── THE INPUT

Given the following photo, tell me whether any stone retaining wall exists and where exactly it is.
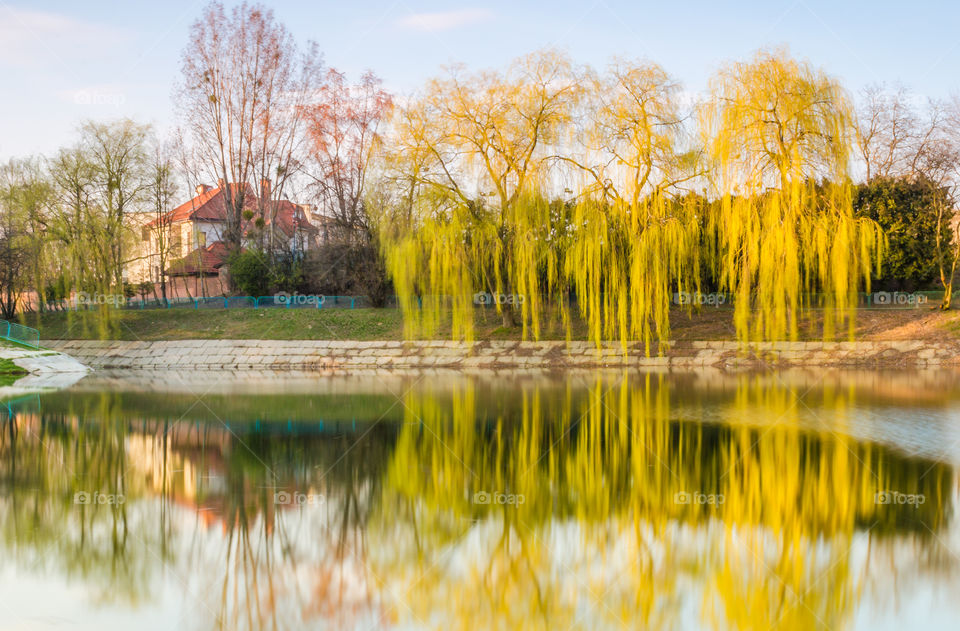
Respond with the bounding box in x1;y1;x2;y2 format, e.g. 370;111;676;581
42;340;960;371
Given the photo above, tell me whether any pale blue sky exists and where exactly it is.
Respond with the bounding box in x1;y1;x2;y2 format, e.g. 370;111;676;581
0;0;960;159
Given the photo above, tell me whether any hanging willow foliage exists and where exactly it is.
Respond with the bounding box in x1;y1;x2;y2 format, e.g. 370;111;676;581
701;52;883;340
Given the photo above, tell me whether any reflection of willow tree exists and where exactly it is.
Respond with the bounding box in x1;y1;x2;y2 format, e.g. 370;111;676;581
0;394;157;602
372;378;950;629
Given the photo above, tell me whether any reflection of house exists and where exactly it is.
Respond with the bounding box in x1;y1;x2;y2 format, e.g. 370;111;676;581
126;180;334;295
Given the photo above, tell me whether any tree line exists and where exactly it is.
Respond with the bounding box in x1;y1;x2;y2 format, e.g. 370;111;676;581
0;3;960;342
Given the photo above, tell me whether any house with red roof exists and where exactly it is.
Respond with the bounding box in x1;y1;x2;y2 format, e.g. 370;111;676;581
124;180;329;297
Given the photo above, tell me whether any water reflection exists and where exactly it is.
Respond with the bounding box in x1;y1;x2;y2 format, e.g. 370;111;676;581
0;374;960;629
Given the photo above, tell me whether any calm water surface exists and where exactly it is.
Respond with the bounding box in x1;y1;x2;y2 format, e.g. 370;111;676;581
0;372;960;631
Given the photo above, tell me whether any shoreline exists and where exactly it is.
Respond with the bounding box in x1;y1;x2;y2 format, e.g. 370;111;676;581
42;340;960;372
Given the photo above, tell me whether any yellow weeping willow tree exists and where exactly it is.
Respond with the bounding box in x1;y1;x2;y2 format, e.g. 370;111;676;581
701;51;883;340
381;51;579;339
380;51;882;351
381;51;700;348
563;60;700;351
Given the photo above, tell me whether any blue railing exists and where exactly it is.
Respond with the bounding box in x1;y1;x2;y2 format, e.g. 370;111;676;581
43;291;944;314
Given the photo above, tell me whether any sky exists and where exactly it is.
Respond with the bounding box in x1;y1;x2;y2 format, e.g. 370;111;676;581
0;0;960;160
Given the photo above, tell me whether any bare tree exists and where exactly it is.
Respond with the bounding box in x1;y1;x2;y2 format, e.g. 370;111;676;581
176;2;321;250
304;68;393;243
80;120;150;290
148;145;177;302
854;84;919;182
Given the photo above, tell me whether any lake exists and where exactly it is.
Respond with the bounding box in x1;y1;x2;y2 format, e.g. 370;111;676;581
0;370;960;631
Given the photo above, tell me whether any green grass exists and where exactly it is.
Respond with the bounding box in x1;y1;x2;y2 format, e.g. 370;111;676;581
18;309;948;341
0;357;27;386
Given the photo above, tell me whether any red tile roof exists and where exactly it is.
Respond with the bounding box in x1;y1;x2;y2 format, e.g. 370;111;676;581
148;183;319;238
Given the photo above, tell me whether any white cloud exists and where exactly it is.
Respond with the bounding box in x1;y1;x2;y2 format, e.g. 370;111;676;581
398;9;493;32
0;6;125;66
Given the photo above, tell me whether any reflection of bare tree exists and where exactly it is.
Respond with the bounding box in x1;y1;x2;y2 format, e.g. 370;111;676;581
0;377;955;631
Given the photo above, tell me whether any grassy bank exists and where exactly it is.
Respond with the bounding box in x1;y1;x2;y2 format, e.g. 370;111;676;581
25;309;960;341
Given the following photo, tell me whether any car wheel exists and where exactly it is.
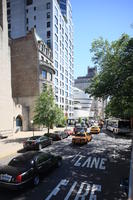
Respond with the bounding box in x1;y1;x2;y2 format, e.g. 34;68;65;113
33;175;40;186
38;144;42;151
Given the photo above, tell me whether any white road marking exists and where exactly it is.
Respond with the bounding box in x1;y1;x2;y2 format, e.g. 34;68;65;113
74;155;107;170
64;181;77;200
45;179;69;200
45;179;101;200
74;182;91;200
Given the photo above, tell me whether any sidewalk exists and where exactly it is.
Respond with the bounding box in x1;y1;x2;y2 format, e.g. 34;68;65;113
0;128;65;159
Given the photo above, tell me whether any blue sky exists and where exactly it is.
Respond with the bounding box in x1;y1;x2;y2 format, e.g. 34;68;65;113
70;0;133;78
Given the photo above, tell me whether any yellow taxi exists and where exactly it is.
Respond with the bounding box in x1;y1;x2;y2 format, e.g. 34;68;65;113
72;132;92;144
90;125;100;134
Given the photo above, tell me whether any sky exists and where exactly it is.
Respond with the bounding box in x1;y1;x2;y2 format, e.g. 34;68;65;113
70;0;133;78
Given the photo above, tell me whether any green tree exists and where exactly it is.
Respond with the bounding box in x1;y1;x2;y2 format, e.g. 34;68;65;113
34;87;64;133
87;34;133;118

────

-- WHAT TO DO --
Quote all of the material above word for word, leaving the pictures out of your answer.

-- THE ANSWER --
Given the following photo, tell me whether any stone retaining wall exists and where exactly it is.
Respond with the bounding box in x1;y1;x2;y2 format, e.g. 370;111;676;581
42;340;960;371
Given the photo above, tell me whether any pale blue sky exists and where exactly it is.
Respond with the bounding box in x1;y1;x2;y2 format, e.g. 370;111;676;581
0;0;960;159
Given the photo above, tell me whether any hanging willow foliage exists and where exactly it is.
Respond with the bounding box in x1;y1;x2;y2 format, e.g. 370;111;676;581
701;52;883;340
Given the photo above, tell me whether any reflection of willow tree exists and where exactly it is.
Respond with the bounding box in x1;y1;x2;y2 format, e.g. 370;111;676;581
0;394;157;602
372;378;950;629
Given the photo above, tell me whether any reflection of house exists and where exactly it is.
Respond with the bounding box in x1;y1;x2;y2 format, e.g. 370;111;676;581
126;180;334;295
Given the photo above, tell me whether any tree line exists and where exactly it is.
Respond with the bounding box in x1;y1;x2;y2 format, e.g. 370;111;676;581
0;3;960;342
Given the photo above, tell me whether any house with red roof exists and where exactly it is.
Respond with the bounding box in x1;y1;x2;y2 format, e.g. 370;111;676;581
124;180;329;297
Given the photo above, tell me whether any water reflection exists and where exactly it is.
Respond with the bounding box in x1;y1;x2;y2 format, e.g. 370;111;676;581
0;374;960;629
Given the photo above, tell me whether any calm water surface exists and where exactly it is.
Respond with the bounding box in x1;y1;x2;y2 format, e.g. 370;111;676;581
0;372;960;631
Given the photo above, tell me whether any shoreline exists and where exactly it is.
Respond with the bounding box in x1;y1;x2;y2 format, e.g. 370;111;676;581
42;340;960;372
Given the photo above, tell me whether any yellow weeping willow tree exists and where exactly it is.
Respond with the bounding box in x1;y1;x2;y2 format, e.g. 370;111;676;581
701;51;883;340
381;51;579;339
380;51;882;351
381;51;700;348
563;60;700;351
Given the photo above, tell me whether any blue railing exists and where exactly it is.
Respond with the bounding box in x1;y1;x2;y2 format, e.g. 370;111;676;581
43;291;944;314
Given the photo above, tell me whether any sky exists and where exactly it is.
Respond with the bounding box in x1;y1;x2;y2 format, e.g. 370;111;676;581
0;0;960;160
Given the photo above, tell me whether any bare tree exists and where exactly it is.
Respond with the bounding box in x1;y1;x2;y2 format, e.g. 370;111;676;581
176;2;321;250
304;68;393;243
80;120;150;290
148;145;177;302
854;84;919;182
Given the photo above, tell me whether any lake exists and where exactly it is.
Respond with the bounding box in x1;y1;x2;y2 format, e.g. 370;111;676;581
0;370;960;631
Given the photo above, tell me whether any green grass exists and where exactly it is.
Respond with the bounding box in x1;y1;x2;y2 format, e.g. 370;111;676;581
18;309;948;341
0;357;27;386
Given the photo above, tell me whether any red tile roof exists and where exactly it is.
Respond with the bounding box in x1;y1;x2;y2 format, e.g. 370;111;676;581
148;183;319;238
Given the photo above, tell me whether any white cloud exists and where exactly it is.
Respond with the bounding box in x1;y1;x2;y2 format, e.g. 370;111;676;581
398;9;493;32
0;6;125;66
Given the photo above, tell me whether any reflection of bare tree exists and where exactly it is.
Respond with the bounding box in x1;y1;x2;y2 format, e.g. 370;111;676;581
0;377;955;631
Given the photo above, tell me whether any grassy bank exists and where exactly it is.
Respond with the bounding box in x1;y1;x2;y2 format, e.g. 370;111;676;581
25;309;960;341
Given the following photo, tell me whether any car wheel exists and where exactly it is.
Respond with the bounding box in x1;y1;x2;y2 format, e.g. 34;68;65;113
33;175;40;186
38;144;42;151
Given the photo above, tell me whether any white road marking exists and where exactly it is.
Respond with the bounding box in x1;y1;x2;y2 format, e.g. 34;68;65;113
74;155;107;170
64;181;77;200
45;179;69;200
45;179;101;200
74;182;91;200
Given the photo above, tell me whether any sidewalk exists and where exactly it is.
Respond with the bounding box in x1;y1;x2;y2 format, e.g. 34;68;65;113
0;128;65;159
Given the photo above, tell me whether any blue sky exists and where exactly it is.
Respond with the bounding box in x1;y1;x2;y2 format, e.g. 34;68;65;113
70;0;133;78
Given the photo above, tell me whether any yellow taxi exists and where exactly it is.
Respond with the bounding box in x1;y1;x2;y2 format, e.g. 34;68;65;113
72;132;92;144
90;125;100;134
Given the photo above, tell me whether any sky exists and where exactly it is.
Respond with the bounding box in x1;y1;x2;y2 format, e.g. 34;68;65;113
70;0;133;78
Given the photo above, tell me whether any green tree exists and where exactly it is.
Respond with the bounding box in x1;y1;x2;y2 format, e.g. 34;68;65;113
34;87;64;133
87;34;133;118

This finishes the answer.